QUOTED TEXT:
Improve stack protector patterns and peephole2s to substitute stack
protector scratch register clear with unrelated subsequent register
initialization in several ways:
a. Explicitly generate scratch register as named pseudo. This allows
optimizers to eventually reuse the zero value in the register.
b. Allow scratch register in different mode (SWI48) than PTR mode:
d000: 65 48 8b 04 25 28 00 mov %gs:0x28,%rax
d007: 00 00
d009: 48 89 44 24 08 mov %rax,0x8(%rsp)
d00e: 8b 87 e0 01 00 00 mov 0x1e0(%rdi),%eax
SImode moves on x86 zero-extend to the whole DImode register,
so stack protector paranoia is not compromised.
c. Relax peephole2 constraint that stack protector scratch register
must match new initialized register. This relaxation substantially
improves peephole2 opportunities, and generates sequences like:
a310: 65 4c 8b 34 25 28 00 mov %gs:0x28,%r14
a317: 00 00
a319: 4c 89 74 24 08 mov %r14,0x8(%rsp)

STORED ROWS:
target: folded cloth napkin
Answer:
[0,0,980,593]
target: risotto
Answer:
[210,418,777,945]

GIVEN TASK:
For each statement, decide whether it agrees with the stack protector text. Answer yes or no, and quote the words of the text that decide it.
1. Generating the scratch register as a named pseudo lets optimizers reuse the zero value in that register.
2. On x86, SImode moves leave the upper part of the DImode register unchanged.
3. The peephole2 constraint that the scratch register must match the newly initialized register is made stricter.

OUTPUT BELOW:
1. Yes: "Explicitly generate scratch register as named pseudo. This allows optimizers to eventually reuse the zero value in the register."
2. No: "SImode moves on x86 zero-extend to the whole DImode register"
3. No: "Relax peephole2 constraint that stack protector scratch register must match new initialized register."